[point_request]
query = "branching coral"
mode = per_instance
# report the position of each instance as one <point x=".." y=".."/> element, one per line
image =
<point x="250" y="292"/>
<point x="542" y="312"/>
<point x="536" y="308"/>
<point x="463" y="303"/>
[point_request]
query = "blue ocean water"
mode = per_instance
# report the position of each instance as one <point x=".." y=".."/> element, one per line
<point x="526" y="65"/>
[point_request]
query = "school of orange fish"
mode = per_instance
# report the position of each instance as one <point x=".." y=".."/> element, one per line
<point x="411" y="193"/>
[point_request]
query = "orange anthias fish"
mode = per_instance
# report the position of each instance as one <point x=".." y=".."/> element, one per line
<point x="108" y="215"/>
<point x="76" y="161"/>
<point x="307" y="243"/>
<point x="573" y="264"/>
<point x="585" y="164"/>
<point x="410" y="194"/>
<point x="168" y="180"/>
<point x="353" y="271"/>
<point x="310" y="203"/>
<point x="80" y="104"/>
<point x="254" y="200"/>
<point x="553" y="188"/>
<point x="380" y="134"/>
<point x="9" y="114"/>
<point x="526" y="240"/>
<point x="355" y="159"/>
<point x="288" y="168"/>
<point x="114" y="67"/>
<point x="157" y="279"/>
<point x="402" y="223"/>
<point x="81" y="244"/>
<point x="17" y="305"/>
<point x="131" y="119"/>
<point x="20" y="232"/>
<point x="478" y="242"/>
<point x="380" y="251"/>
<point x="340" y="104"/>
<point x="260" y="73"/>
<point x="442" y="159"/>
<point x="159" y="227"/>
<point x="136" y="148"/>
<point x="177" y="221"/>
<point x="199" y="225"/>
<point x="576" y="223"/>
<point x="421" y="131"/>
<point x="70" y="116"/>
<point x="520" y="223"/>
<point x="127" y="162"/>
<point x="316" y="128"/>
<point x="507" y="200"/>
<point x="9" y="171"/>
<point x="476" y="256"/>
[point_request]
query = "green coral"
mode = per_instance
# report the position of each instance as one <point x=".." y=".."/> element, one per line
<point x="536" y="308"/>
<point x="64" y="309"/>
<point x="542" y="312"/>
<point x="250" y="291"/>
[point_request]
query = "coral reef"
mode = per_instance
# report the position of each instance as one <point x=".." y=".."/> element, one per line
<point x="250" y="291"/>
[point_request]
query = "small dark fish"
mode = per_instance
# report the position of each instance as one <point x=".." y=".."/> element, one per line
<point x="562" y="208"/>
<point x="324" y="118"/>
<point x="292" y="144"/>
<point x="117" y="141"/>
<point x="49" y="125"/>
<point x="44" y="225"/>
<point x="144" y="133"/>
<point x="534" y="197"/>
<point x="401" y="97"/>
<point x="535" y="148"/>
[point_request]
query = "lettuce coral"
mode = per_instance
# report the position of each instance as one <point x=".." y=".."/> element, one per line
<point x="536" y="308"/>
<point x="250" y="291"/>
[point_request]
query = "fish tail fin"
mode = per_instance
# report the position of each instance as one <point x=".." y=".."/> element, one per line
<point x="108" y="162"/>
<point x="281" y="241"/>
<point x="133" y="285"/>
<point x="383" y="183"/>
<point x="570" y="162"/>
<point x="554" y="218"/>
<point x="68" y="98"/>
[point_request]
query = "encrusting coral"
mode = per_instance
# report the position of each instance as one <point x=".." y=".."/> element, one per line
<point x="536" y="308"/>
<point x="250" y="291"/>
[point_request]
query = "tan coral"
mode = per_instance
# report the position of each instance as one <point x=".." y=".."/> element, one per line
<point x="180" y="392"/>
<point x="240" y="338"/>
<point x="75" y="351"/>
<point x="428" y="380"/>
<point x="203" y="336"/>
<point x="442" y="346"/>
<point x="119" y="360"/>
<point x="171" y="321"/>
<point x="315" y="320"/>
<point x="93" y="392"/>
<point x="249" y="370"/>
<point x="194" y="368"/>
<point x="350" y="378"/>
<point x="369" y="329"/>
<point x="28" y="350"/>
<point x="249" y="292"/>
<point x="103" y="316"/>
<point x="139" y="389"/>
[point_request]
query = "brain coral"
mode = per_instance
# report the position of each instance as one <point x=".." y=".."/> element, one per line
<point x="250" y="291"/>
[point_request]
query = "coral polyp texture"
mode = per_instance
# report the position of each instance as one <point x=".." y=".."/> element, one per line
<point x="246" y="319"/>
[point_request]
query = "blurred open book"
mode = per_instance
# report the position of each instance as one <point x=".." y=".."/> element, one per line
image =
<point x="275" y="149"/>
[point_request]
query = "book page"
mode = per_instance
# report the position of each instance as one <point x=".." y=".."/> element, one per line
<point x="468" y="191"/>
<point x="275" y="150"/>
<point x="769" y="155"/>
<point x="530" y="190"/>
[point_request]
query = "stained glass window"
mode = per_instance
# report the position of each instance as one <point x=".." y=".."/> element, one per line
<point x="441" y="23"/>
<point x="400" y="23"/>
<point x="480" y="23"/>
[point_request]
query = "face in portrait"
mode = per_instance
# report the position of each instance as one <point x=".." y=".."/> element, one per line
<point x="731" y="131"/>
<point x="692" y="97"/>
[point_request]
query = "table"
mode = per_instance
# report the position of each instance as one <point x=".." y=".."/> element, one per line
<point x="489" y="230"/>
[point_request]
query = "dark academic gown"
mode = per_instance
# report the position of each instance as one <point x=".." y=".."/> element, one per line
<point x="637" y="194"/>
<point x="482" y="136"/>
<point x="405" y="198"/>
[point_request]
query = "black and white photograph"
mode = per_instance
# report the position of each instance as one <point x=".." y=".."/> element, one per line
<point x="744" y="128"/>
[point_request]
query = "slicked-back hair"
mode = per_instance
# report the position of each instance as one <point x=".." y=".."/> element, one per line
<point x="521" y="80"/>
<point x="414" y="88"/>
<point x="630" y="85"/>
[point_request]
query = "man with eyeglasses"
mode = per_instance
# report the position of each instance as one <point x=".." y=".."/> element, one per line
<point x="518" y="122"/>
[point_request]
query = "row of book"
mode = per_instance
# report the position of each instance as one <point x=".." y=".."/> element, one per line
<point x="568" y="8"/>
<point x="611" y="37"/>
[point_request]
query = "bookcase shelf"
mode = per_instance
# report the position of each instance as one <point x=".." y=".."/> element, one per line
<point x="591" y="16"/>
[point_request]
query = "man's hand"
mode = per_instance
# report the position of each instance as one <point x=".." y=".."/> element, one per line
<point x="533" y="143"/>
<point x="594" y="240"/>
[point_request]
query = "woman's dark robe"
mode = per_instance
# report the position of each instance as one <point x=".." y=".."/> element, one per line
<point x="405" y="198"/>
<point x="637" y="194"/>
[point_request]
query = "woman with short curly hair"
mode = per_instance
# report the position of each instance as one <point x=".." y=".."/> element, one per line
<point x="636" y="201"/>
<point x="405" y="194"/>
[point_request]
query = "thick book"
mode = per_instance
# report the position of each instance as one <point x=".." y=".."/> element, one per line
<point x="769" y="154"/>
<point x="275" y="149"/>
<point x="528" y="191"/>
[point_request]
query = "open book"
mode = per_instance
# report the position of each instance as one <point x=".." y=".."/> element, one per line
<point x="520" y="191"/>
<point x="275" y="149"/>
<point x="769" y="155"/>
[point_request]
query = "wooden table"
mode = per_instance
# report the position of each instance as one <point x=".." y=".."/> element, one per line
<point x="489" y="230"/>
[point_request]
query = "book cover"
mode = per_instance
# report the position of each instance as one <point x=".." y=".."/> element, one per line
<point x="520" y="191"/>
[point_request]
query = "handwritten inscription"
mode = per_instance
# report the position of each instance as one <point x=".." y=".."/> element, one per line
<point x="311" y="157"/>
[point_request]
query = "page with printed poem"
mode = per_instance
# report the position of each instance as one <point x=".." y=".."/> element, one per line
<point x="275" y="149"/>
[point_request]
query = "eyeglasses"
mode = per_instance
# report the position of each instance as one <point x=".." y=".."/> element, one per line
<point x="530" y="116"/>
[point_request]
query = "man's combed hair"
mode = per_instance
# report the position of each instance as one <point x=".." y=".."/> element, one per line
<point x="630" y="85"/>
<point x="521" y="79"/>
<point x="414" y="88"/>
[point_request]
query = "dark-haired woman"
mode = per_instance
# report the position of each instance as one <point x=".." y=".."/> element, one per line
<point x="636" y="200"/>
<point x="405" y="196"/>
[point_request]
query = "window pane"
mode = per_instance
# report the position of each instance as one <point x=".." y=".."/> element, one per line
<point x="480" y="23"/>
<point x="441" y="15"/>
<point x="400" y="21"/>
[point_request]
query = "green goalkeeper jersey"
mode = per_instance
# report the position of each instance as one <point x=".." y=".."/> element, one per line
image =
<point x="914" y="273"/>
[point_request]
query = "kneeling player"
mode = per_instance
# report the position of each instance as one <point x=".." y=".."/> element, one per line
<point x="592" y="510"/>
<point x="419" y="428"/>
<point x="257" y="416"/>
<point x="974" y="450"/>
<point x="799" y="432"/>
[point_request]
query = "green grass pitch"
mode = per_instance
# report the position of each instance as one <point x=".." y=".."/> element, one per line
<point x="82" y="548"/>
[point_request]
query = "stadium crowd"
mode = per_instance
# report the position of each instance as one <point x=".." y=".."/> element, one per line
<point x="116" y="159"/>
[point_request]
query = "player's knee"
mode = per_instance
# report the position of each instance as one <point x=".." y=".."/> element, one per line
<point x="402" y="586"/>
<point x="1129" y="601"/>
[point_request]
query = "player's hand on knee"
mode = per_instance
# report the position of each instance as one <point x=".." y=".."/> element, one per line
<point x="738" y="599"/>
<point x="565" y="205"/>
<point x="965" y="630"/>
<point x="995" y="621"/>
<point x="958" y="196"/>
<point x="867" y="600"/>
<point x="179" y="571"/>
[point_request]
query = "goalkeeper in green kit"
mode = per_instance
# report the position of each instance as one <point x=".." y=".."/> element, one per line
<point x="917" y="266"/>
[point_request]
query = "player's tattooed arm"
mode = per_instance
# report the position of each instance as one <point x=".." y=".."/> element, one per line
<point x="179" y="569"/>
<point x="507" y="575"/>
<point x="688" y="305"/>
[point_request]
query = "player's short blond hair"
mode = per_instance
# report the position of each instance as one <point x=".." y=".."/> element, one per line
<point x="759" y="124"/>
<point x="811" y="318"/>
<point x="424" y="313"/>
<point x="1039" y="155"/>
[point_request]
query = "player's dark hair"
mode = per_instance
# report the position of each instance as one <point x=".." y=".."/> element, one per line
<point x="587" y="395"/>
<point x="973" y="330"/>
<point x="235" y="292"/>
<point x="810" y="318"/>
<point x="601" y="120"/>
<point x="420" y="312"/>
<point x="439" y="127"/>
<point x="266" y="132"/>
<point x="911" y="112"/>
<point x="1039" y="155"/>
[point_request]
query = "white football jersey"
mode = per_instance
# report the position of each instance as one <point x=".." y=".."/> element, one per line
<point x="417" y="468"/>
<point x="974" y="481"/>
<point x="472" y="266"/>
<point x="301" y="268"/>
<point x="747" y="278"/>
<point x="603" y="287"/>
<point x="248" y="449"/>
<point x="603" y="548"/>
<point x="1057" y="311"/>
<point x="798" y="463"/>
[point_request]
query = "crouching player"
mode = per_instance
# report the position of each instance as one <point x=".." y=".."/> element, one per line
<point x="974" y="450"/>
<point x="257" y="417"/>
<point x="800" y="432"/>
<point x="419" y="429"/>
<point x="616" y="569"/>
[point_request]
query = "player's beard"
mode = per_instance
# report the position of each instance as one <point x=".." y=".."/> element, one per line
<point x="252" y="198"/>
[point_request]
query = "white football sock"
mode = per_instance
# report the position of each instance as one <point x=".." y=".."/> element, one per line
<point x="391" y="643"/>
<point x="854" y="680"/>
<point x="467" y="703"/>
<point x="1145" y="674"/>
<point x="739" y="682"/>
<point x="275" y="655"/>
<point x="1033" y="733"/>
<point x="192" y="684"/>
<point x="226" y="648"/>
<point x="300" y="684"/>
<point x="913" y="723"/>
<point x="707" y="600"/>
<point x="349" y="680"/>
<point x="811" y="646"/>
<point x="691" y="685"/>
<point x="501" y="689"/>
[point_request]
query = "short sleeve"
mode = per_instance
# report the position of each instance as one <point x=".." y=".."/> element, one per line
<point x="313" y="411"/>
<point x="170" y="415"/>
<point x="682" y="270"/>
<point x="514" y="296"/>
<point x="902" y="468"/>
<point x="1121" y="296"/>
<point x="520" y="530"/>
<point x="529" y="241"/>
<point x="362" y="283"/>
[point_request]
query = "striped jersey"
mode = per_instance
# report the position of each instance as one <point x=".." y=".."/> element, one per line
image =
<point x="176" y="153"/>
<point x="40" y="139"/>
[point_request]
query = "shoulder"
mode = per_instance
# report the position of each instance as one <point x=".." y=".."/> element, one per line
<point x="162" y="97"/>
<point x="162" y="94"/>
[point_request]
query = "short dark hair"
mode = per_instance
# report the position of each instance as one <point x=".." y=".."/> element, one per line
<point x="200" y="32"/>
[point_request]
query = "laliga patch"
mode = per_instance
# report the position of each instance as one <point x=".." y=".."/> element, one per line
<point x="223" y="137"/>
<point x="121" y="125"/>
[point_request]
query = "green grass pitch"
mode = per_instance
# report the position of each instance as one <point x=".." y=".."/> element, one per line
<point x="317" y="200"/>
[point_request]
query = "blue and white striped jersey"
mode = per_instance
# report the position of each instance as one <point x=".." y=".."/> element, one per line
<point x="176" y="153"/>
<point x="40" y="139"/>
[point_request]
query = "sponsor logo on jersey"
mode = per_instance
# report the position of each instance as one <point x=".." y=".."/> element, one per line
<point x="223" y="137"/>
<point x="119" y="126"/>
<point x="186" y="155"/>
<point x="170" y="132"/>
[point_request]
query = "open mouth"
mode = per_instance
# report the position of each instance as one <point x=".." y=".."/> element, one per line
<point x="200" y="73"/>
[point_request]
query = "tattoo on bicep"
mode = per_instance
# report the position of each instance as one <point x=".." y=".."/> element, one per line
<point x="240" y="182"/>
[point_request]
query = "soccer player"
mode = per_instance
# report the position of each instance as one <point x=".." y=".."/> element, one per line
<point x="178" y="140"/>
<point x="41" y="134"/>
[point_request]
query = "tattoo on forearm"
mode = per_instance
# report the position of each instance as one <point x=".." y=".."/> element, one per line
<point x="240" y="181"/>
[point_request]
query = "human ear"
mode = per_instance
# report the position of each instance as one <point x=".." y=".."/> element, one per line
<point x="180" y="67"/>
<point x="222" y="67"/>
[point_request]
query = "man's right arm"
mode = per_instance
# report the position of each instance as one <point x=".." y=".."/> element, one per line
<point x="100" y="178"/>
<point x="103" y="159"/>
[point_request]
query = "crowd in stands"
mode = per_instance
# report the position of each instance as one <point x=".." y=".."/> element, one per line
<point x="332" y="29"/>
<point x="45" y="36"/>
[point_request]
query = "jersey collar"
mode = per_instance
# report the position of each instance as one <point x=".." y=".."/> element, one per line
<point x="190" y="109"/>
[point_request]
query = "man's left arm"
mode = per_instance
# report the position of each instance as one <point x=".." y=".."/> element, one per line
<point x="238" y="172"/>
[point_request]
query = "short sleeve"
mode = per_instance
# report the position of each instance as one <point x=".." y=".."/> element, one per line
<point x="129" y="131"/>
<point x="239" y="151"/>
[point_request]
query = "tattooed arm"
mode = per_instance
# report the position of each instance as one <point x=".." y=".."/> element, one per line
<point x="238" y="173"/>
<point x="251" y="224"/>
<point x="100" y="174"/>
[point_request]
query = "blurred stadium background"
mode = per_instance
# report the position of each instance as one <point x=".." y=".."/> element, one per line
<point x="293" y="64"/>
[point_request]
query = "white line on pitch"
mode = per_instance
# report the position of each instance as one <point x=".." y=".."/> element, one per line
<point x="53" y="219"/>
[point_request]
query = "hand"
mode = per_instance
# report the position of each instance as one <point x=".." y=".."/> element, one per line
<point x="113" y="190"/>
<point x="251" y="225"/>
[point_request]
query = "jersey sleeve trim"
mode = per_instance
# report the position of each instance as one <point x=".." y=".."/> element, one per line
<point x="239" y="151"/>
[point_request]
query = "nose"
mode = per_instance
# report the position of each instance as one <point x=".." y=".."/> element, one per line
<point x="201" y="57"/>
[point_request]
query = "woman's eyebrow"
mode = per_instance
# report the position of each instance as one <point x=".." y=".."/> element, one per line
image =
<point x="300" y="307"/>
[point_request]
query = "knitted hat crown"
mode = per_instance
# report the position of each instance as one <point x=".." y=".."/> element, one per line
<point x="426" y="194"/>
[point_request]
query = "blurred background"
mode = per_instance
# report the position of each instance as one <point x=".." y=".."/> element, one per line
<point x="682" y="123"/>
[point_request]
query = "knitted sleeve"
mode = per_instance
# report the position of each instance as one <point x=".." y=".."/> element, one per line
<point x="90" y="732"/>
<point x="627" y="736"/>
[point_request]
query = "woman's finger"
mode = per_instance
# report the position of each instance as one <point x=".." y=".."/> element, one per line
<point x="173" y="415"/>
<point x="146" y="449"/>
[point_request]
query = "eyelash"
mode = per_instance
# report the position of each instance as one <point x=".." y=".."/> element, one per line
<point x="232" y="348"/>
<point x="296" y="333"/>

::::::

Return every line of the entries above that contains the word "white".

query = "black and white photograph"
query = "white football jersey"
query = "white football sock"
query = "blue and white striped jersey"
query = "white line on pitch"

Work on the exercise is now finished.